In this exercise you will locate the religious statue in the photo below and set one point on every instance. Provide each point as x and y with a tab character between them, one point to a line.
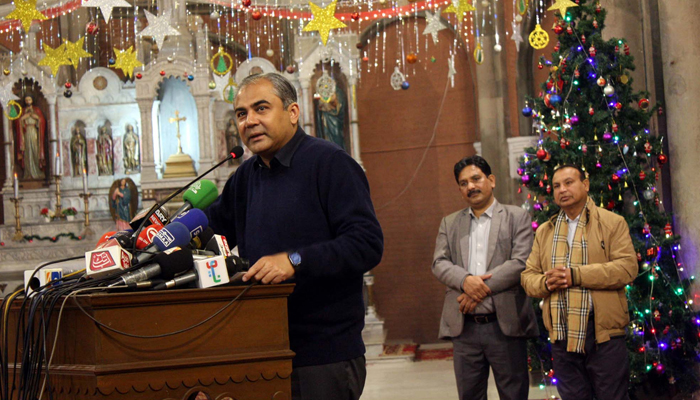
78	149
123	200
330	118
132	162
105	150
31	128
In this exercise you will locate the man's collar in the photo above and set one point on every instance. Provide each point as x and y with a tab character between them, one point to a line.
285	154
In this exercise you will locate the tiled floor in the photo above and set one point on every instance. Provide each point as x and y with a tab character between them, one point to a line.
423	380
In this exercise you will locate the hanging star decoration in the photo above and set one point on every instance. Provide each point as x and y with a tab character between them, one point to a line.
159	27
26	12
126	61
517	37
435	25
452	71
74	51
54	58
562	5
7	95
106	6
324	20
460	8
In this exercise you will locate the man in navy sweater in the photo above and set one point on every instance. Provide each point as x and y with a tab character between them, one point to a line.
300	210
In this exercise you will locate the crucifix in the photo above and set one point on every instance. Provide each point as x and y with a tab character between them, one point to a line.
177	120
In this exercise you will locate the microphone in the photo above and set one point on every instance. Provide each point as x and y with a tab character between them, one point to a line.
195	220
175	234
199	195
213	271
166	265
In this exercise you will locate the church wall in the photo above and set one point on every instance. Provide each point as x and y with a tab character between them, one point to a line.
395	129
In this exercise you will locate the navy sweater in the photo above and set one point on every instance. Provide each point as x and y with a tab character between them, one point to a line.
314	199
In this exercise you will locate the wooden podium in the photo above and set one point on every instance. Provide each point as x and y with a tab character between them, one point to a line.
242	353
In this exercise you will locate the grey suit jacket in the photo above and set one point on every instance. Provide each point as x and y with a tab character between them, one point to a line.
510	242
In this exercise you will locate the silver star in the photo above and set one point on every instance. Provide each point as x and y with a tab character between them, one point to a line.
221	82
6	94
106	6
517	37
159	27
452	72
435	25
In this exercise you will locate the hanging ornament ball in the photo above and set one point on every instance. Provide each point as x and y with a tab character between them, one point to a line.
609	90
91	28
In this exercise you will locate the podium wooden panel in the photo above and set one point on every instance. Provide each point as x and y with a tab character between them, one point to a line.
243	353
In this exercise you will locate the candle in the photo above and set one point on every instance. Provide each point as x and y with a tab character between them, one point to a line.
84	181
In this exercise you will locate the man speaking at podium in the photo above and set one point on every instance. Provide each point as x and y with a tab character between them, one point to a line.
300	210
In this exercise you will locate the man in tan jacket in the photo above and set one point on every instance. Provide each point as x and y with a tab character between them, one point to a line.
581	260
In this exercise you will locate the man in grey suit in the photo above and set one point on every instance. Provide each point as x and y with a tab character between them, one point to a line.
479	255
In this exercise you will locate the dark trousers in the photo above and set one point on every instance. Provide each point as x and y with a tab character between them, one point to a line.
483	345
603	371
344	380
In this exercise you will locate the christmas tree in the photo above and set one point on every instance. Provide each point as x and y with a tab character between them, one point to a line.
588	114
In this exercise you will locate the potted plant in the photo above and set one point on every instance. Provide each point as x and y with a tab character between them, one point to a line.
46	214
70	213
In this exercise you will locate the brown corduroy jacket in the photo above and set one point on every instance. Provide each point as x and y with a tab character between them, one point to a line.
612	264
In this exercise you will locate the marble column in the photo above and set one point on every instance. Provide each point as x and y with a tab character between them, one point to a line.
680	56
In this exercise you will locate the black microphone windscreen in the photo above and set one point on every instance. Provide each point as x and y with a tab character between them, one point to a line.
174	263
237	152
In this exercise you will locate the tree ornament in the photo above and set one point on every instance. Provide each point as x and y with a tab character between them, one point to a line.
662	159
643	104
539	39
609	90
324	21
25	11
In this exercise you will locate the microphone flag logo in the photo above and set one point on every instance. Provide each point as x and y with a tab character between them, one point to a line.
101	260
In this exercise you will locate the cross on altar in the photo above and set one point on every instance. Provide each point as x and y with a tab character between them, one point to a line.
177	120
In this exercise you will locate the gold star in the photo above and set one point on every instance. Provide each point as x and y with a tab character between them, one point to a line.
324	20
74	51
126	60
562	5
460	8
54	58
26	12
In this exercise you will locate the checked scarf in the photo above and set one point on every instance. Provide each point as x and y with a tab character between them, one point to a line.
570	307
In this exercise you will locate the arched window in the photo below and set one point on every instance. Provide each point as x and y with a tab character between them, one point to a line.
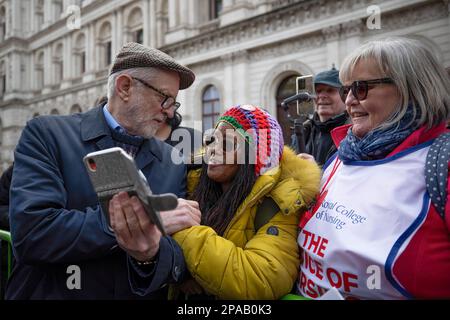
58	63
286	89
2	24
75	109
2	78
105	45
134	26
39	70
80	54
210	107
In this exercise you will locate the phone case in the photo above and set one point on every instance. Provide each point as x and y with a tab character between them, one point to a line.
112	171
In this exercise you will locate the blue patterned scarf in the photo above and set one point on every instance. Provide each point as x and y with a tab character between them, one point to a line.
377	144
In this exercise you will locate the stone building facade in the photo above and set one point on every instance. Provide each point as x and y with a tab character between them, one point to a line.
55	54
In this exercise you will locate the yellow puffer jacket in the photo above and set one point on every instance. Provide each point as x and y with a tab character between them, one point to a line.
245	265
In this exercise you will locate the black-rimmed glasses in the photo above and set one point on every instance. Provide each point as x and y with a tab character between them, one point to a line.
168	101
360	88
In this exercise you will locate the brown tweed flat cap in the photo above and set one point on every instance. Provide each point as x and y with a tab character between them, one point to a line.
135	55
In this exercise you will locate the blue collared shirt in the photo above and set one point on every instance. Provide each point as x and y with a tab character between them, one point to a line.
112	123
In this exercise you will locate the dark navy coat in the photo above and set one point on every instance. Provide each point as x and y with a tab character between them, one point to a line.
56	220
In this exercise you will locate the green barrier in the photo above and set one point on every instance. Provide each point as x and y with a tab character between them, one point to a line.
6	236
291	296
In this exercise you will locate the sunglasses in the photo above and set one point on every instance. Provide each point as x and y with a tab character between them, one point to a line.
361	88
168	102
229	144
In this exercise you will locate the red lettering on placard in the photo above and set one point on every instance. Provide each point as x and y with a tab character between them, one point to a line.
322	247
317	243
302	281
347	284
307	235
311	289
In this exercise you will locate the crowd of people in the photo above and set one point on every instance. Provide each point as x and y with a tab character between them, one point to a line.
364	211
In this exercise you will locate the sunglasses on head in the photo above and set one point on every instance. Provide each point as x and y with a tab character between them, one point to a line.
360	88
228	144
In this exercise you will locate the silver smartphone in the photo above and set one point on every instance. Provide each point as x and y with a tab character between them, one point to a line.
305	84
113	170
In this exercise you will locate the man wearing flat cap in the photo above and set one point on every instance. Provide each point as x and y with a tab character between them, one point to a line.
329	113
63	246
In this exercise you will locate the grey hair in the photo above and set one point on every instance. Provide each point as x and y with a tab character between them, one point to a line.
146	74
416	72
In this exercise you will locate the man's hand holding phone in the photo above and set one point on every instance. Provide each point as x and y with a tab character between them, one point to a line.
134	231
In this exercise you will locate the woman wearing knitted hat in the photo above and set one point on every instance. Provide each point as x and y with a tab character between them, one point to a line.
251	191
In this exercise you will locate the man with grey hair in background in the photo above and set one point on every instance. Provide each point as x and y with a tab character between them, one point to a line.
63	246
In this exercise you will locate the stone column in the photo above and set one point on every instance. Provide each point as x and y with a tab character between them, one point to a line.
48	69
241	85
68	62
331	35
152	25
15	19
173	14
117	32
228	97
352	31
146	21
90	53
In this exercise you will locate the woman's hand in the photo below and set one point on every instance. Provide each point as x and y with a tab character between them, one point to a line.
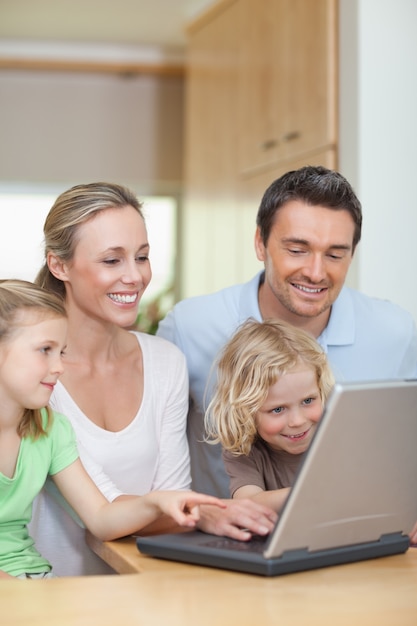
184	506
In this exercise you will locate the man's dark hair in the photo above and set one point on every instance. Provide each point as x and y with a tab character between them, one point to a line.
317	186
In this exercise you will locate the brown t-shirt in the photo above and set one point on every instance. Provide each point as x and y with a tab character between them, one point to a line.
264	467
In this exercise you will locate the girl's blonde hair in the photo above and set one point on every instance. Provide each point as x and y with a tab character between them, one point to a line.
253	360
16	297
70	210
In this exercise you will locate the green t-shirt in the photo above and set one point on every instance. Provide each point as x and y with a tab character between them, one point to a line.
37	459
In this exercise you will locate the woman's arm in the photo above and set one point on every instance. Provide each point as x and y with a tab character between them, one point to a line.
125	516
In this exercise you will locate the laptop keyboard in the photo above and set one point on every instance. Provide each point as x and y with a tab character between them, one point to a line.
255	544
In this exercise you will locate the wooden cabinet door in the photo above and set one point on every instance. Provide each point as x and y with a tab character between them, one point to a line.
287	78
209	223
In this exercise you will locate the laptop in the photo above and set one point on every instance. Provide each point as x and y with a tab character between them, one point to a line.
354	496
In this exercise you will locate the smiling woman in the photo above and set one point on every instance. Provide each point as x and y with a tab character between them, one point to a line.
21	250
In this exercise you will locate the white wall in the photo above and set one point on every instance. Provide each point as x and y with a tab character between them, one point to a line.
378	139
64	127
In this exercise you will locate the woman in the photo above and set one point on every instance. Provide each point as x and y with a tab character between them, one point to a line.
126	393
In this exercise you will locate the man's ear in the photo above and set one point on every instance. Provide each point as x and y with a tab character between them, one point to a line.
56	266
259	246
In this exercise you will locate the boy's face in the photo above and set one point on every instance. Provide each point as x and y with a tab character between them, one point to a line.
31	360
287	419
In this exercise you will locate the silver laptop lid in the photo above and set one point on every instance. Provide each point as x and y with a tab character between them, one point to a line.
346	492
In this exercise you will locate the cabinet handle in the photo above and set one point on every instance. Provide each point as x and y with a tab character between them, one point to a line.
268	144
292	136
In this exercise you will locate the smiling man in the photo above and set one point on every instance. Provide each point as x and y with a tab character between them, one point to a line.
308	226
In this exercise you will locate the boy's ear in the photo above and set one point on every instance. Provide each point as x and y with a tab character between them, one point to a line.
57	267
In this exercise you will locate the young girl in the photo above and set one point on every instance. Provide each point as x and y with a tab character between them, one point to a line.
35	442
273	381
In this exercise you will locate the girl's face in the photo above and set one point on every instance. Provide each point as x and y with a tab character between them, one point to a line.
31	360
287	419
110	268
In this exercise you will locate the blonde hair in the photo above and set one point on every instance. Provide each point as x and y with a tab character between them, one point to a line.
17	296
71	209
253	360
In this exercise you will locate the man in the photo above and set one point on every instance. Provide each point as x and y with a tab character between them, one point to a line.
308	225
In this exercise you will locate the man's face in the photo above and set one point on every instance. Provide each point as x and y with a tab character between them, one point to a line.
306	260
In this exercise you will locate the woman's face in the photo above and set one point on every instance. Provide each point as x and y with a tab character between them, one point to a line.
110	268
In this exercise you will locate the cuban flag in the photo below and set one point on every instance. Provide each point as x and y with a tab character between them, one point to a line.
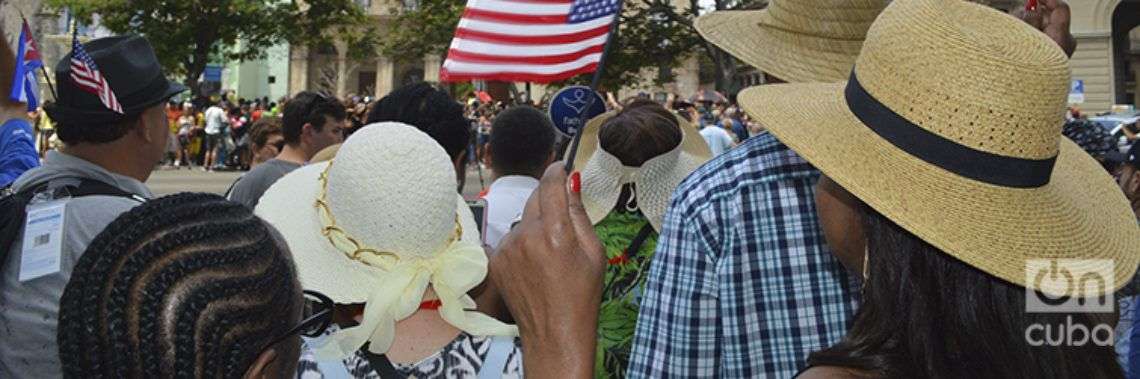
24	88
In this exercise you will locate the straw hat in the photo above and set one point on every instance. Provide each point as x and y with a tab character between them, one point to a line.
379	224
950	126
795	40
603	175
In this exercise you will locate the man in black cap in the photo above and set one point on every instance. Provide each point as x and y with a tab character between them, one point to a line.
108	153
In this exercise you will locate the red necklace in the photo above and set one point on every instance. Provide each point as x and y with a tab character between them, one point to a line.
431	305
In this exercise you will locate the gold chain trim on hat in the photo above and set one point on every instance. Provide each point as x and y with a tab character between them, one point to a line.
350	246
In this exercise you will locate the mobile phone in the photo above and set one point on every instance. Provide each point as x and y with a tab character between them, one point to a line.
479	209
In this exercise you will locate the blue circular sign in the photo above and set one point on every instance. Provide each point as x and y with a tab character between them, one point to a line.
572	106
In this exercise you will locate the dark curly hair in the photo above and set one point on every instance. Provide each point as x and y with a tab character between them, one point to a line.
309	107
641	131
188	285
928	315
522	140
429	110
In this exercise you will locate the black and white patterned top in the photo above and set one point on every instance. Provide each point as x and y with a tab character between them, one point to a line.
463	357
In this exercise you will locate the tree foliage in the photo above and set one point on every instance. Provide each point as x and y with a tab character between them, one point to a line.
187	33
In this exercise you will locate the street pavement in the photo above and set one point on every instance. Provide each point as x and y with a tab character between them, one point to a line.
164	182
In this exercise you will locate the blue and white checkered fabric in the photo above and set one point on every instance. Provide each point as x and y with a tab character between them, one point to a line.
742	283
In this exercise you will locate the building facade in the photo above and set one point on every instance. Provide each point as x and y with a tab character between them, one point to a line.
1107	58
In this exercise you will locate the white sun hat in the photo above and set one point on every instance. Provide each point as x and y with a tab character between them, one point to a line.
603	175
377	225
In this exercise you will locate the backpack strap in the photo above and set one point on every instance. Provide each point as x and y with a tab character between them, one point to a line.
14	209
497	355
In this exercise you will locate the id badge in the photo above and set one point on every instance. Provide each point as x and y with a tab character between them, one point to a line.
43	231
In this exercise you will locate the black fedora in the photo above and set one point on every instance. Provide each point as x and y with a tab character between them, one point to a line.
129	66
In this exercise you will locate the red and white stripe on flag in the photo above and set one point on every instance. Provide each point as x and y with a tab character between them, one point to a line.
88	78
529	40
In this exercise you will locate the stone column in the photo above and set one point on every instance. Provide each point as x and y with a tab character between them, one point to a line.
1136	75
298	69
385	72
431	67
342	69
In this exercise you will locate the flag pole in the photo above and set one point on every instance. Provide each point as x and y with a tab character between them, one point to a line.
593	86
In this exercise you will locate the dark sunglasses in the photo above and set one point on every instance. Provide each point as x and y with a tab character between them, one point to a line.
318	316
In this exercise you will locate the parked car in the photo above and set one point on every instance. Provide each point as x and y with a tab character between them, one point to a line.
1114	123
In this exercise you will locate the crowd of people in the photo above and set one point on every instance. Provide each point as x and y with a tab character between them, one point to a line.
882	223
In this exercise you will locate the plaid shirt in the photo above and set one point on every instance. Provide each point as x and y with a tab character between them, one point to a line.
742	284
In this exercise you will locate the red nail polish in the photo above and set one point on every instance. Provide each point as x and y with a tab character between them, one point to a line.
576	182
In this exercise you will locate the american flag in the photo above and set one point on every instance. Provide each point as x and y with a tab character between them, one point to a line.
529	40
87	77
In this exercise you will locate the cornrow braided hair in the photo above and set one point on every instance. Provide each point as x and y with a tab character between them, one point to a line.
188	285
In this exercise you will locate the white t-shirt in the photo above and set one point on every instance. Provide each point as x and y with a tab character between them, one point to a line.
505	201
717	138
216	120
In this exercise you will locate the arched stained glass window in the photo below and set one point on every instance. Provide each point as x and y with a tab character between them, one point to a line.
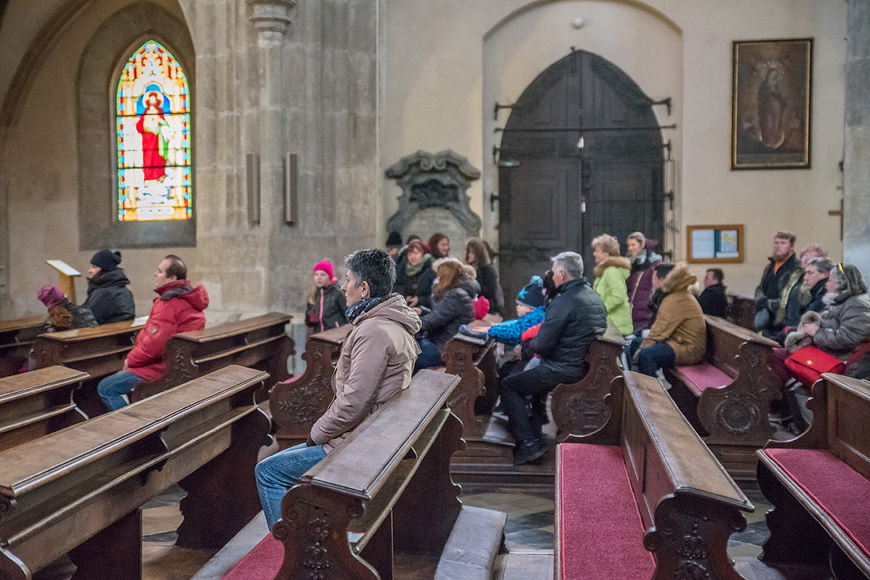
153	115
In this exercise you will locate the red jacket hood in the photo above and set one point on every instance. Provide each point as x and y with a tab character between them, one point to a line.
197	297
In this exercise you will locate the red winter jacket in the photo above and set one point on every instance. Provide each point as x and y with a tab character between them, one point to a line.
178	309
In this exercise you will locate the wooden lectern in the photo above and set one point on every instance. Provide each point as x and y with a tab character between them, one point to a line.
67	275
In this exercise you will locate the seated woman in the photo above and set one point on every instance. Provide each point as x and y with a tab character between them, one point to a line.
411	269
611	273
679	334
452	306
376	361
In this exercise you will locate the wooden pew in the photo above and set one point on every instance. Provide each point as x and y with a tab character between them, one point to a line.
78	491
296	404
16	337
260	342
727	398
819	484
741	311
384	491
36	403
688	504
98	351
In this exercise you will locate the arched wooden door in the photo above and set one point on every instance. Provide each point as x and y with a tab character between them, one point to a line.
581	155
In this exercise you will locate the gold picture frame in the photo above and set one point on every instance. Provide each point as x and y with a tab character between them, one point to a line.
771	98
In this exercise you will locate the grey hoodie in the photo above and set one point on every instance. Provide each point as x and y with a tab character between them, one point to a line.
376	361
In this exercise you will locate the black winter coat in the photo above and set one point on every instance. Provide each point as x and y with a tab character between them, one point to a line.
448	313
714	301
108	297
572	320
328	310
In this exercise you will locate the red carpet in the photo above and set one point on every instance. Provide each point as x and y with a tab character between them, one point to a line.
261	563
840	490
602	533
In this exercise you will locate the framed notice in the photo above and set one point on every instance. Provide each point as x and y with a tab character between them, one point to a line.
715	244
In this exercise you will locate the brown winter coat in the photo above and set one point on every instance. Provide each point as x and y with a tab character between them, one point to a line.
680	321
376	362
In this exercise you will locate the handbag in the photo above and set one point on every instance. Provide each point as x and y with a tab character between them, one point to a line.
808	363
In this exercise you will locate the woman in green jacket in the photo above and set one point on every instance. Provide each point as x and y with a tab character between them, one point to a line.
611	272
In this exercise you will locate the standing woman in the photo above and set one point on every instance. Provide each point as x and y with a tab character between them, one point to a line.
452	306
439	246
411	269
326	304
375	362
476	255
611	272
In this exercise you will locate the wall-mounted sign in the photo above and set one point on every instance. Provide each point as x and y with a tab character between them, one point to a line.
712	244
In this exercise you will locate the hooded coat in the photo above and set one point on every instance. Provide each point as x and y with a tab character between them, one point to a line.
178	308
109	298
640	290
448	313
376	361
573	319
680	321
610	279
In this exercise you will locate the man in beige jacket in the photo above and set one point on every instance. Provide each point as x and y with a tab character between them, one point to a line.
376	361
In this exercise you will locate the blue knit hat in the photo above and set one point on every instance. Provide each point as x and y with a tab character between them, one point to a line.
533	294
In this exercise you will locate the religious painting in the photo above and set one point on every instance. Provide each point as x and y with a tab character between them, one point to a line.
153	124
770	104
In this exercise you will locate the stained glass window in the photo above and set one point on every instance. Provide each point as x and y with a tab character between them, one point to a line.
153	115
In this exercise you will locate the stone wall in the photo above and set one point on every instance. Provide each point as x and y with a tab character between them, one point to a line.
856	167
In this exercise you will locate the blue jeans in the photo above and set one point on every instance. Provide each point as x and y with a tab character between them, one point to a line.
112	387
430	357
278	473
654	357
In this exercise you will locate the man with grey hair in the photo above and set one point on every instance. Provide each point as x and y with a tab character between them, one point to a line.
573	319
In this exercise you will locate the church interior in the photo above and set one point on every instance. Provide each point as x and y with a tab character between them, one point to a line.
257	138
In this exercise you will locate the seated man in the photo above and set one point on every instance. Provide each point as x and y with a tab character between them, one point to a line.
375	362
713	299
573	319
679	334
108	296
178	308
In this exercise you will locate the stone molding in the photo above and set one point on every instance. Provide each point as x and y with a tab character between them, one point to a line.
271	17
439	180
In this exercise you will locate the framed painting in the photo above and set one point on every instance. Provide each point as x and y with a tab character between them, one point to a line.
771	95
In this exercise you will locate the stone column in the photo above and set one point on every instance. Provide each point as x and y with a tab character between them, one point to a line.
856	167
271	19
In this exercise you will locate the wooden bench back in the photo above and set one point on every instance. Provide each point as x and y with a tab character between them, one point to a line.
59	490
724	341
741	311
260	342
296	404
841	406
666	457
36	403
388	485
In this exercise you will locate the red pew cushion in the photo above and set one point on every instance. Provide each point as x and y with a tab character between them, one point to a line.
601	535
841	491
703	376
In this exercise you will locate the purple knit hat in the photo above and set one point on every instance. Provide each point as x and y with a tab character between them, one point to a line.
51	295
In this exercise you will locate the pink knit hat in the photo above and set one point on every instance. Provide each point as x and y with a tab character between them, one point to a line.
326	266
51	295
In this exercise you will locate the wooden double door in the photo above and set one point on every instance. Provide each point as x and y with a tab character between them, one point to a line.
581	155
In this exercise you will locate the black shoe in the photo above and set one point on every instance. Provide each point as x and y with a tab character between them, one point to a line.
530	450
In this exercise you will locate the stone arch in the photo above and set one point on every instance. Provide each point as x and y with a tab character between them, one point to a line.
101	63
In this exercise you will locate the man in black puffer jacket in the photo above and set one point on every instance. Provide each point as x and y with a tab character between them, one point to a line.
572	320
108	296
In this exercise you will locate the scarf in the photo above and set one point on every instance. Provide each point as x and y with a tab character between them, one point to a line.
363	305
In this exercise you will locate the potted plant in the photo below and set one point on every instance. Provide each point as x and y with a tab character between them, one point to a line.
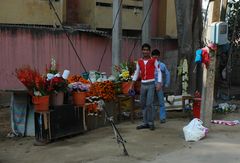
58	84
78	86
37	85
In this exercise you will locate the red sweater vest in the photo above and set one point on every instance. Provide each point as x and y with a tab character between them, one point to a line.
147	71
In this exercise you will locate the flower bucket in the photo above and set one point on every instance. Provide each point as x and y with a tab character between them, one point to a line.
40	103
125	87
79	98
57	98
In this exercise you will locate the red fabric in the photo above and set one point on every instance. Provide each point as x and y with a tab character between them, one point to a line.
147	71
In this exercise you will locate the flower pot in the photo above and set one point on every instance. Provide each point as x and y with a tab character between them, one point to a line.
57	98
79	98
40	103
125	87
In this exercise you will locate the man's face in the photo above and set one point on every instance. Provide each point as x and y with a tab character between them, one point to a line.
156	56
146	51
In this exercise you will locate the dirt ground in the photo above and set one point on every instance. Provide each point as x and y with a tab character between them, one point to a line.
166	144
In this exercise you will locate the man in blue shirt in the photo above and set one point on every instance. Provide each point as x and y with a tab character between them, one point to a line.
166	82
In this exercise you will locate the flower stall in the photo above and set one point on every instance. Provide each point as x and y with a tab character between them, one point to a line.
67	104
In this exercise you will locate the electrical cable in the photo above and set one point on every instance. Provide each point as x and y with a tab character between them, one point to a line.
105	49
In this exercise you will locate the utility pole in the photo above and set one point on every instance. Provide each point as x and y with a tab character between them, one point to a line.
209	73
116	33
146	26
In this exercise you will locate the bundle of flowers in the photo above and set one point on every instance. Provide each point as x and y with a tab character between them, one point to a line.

■ BRIEF
Could you copy exactly the line containing "In this exercise you will locate the electrical" and each line after it through the end of the records, and nothing else?

■ TASK RESULT
In this exercise you will locate the electrical cable in the photo above and set one point on every instance. Provide each point as x and y with a tab character between them, one point to a line.
105	49
In this exercise you will locate the utility pole in the photo above and set one point on every instance. Provide each point as x and y with a tab character between them, one point to a line.
209	73
116	33
146	26
In this exercise you will locate the bundle of flowers in the photo above and set one point on every instance. Provide each point as x and y with a tab character between them, one point to a line.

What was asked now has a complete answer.